** TASK PROMPT **
Read through the data and report every line in which the word "Target" occurs.

── SUPPLIED ENTRIES ──

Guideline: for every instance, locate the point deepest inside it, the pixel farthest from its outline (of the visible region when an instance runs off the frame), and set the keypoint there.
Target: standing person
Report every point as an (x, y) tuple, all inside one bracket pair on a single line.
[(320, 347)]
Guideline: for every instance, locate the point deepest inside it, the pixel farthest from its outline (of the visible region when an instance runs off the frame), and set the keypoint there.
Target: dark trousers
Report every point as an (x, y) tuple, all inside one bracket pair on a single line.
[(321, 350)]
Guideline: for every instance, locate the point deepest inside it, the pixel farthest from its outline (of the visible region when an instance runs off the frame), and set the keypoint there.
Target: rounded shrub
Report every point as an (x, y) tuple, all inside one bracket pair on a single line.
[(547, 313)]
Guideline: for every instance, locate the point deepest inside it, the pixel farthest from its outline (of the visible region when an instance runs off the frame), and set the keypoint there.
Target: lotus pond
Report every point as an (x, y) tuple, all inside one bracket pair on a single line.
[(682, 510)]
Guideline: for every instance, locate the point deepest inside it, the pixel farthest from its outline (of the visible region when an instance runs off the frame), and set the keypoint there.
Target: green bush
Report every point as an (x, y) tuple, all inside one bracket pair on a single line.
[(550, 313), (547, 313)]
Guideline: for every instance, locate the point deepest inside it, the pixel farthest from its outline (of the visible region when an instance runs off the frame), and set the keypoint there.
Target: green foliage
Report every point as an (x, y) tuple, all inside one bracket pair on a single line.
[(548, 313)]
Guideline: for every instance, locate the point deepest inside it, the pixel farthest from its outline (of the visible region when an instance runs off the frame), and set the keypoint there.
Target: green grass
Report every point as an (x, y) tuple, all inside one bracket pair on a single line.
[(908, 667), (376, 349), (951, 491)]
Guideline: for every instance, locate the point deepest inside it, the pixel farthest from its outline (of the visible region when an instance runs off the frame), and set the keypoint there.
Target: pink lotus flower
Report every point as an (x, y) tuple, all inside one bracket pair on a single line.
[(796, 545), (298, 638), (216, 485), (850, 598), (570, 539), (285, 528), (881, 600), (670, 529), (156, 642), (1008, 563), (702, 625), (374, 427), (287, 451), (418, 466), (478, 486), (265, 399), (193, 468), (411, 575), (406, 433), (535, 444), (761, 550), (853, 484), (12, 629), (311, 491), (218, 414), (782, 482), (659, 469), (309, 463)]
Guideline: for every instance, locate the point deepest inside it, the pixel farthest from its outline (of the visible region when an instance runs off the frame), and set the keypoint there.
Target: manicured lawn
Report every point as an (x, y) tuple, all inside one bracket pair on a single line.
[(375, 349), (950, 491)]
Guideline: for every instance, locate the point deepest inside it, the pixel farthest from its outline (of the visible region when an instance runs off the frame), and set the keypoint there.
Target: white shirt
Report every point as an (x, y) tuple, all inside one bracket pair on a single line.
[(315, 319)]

───

** ANSWER TO THIS PROBLEM **
Target: standing person
Target: dark trousers
Target: rounded shrub
Target: lotus pond
Target: green bush
Target: green foliage
Target: green grass
Target: pink lotus flower
Target: manicured lawn
Target: white shirt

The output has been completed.